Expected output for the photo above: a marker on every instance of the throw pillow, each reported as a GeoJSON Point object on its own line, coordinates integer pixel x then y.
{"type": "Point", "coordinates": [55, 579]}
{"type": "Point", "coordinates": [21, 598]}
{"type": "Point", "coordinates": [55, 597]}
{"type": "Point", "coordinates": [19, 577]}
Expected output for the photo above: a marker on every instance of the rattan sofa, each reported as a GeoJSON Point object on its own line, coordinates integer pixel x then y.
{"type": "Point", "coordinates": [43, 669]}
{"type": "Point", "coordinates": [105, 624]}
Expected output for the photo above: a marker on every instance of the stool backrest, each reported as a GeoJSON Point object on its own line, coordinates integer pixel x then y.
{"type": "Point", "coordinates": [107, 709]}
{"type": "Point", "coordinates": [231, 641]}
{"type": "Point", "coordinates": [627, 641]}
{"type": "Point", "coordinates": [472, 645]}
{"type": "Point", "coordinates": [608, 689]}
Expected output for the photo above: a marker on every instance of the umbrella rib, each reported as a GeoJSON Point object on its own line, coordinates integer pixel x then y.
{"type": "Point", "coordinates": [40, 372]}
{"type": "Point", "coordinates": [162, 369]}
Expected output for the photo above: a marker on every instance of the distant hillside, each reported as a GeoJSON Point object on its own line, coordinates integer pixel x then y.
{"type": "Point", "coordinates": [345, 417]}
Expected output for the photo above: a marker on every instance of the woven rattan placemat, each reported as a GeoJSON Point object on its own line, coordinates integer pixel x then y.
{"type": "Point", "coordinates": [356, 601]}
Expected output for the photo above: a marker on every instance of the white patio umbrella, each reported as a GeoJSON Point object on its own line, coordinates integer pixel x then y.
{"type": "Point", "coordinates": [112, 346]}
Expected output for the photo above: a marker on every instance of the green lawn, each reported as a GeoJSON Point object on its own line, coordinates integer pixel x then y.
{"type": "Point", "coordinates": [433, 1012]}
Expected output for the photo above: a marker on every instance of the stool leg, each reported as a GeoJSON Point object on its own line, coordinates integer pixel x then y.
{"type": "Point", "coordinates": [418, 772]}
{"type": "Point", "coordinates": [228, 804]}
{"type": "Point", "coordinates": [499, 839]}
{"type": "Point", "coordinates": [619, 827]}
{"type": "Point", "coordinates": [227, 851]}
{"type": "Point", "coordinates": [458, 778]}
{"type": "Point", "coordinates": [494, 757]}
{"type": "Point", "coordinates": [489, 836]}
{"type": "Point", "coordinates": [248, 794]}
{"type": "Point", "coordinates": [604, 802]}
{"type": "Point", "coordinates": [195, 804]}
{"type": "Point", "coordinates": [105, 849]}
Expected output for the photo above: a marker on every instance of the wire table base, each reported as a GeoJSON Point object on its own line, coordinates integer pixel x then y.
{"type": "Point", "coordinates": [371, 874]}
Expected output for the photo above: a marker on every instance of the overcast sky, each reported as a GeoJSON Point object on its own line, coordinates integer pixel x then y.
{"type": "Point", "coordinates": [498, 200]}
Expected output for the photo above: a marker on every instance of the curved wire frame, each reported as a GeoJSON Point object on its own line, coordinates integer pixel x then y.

_ _ _ _

§ What to work on
Return all the lines above exactly as given.

§ Your response
Expected output for the photo above: a marker on every instance of the throw pillow, each reported as a GeoJSON Point object on its own line, coordinates integer pixel x then y.
{"type": "Point", "coordinates": [55, 579]}
{"type": "Point", "coordinates": [21, 598]}
{"type": "Point", "coordinates": [55, 597]}
{"type": "Point", "coordinates": [19, 577]}
Expected output for the photo above: a marker on every instance of the rattan sofa, each reported as a GeoJSON Point object on its own line, coordinates integer pixel x then y.
{"type": "Point", "coordinates": [43, 669]}
{"type": "Point", "coordinates": [105, 624]}
Expected output for the photo above: a marker on every instance of the stool backrest, each reported as a GeoJSON Point object on its own line, coordinates integer pixel x then y.
{"type": "Point", "coordinates": [107, 709]}
{"type": "Point", "coordinates": [231, 641]}
{"type": "Point", "coordinates": [627, 641]}
{"type": "Point", "coordinates": [472, 645]}
{"type": "Point", "coordinates": [608, 689]}
Expected output for the photo above: a marker on every instance of the umbrella rib, each reported as a GeoJSON Point object on its own line, coordinates integer pixel x then y.
{"type": "Point", "coordinates": [40, 372]}
{"type": "Point", "coordinates": [162, 369]}
Expected output for the photo above: a marker on every instance of the distant hillside, each reported as a GeoJSON Point object on its own line, coordinates integer pixel x then y.
{"type": "Point", "coordinates": [345, 417]}
Expected output for the photo above: a marker on every instance of the woven rattan placemat, each reported as a GeoJSON Point object on its own line, coordinates integer pixel x then y.
{"type": "Point", "coordinates": [356, 601]}
Expected output for the photo above: a marker on every instance of the white patio umbrella, each reported as a GeoJSON Point object on its own line, coordinates integer pixel x then y.
{"type": "Point", "coordinates": [112, 346]}
Expected output for the photo above: a marker on every instance of the green lawn, each reported as a GeoJSON Point object on its own line, coordinates integer pixel x then y.
{"type": "Point", "coordinates": [433, 1012]}
Expected output for the photo above: a marker on every instance of the stool leg, each reported as a GeoJSON Point object on its own line, coordinates integer pixel x then y.
{"type": "Point", "coordinates": [418, 772]}
{"type": "Point", "coordinates": [228, 804]}
{"type": "Point", "coordinates": [499, 839]}
{"type": "Point", "coordinates": [619, 827]}
{"type": "Point", "coordinates": [227, 851]}
{"type": "Point", "coordinates": [458, 778]}
{"type": "Point", "coordinates": [494, 757]}
{"type": "Point", "coordinates": [489, 836]}
{"type": "Point", "coordinates": [248, 794]}
{"type": "Point", "coordinates": [604, 802]}
{"type": "Point", "coordinates": [195, 804]}
{"type": "Point", "coordinates": [105, 849]}
Expected output for the photo above: a marker on every instance of the wire table base, each reported as a GeoJSON Point object on its own line, coordinates integer pixel x then y.
{"type": "Point", "coordinates": [371, 874]}
Expected output for the photo above: a marker on every instance of the overcast sky, each reported as a GeoJSON Point object on its own line, coordinates integer pixel x then y.
{"type": "Point", "coordinates": [498, 200]}
Expected output for the photo above: a marker on every instance of the curved wire frame, each reported as a GeoJSON Point object on its own line, coordinates integer pixel x then y.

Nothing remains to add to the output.